The entries should be given again so that each one matches the original exactly.

EXTRACTED INFORMATION:
= Beginning of Section =
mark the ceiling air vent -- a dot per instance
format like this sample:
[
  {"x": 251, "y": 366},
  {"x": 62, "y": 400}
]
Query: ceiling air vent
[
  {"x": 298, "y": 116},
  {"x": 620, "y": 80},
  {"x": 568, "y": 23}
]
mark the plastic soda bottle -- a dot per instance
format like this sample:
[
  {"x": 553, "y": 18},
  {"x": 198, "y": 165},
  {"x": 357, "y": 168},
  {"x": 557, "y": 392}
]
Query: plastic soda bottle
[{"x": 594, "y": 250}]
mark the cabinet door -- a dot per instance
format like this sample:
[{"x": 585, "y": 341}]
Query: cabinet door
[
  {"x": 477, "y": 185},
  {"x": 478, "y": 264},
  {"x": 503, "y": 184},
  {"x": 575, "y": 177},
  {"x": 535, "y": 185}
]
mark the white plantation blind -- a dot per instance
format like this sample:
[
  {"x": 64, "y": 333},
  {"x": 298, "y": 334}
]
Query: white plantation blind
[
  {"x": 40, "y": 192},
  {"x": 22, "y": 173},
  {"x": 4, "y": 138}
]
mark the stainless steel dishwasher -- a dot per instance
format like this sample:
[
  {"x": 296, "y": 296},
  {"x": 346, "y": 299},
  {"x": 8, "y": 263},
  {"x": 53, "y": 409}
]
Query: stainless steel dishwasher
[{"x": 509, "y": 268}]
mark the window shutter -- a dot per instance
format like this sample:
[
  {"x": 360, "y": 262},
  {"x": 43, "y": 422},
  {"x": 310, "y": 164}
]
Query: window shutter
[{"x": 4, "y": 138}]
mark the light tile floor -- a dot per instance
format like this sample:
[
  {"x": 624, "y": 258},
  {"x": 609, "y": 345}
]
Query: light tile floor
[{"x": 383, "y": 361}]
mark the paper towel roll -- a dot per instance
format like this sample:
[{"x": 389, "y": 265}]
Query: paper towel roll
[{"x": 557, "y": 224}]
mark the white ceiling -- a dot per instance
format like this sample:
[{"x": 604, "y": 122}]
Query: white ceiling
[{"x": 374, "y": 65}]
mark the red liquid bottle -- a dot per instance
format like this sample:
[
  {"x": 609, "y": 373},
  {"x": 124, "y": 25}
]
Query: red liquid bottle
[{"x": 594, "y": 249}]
= End of Section =
ANSWER TO THE PROBLEM:
mark the ceiling air vent -- a dot per instance
format like this sample:
[
  {"x": 251, "y": 366},
  {"x": 62, "y": 400}
]
Query: ceiling air vent
[
  {"x": 298, "y": 116},
  {"x": 620, "y": 80},
  {"x": 568, "y": 23}
]
mark the plastic soda bottle -- a dot per instance
format like this sample:
[
  {"x": 553, "y": 18},
  {"x": 198, "y": 165},
  {"x": 357, "y": 168},
  {"x": 557, "y": 392}
]
Query: plastic soda bottle
[{"x": 594, "y": 250}]
mark the cabinet door -- a dot per instance
format like this sample:
[{"x": 585, "y": 341}]
Query: cabinet door
[
  {"x": 477, "y": 185},
  {"x": 478, "y": 264},
  {"x": 503, "y": 184},
  {"x": 575, "y": 177},
  {"x": 535, "y": 185}
]
mark the white plantation blind -- a dot per instance
format like this sample:
[
  {"x": 64, "y": 333},
  {"x": 298, "y": 334}
]
Query: white plantation blind
[
  {"x": 40, "y": 192},
  {"x": 22, "y": 173},
  {"x": 4, "y": 138}
]
mark the stainless steel dishwasher -- a dot per instance
format like this sample:
[
  {"x": 296, "y": 296},
  {"x": 346, "y": 299},
  {"x": 8, "y": 263},
  {"x": 53, "y": 409}
]
Query: stainless steel dishwasher
[{"x": 509, "y": 268}]
mark the window shutter -- a dot per instance
format like this sample:
[
  {"x": 360, "y": 262},
  {"x": 43, "y": 422},
  {"x": 310, "y": 164}
]
Query: window shutter
[{"x": 4, "y": 138}]
mark the light tile floor -- a dot per instance
format like this sample:
[
  {"x": 624, "y": 258},
  {"x": 609, "y": 345}
]
Query: light tile floor
[{"x": 383, "y": 361}]
mark the paper towel roll -- a dot per instance
format like this sample:
[{"x": 389, "y": 265}]
Query: paper towel roll
[{"x": 557, "y": 224}]
mark the white ceiling -- a dot per instance
format like this sample:
[{"x": 604, "y": 122}]
Query: white ceiling
[{"x": 374, "y": 65}]
mark the red liquid bottle -- a dot per instance
format like this sample:
[
  {"x": 609, "y": 373},
  {"x": 124, "y": 25}
]
Query: red liquid bottle
[{"x": 594, "y": 249}]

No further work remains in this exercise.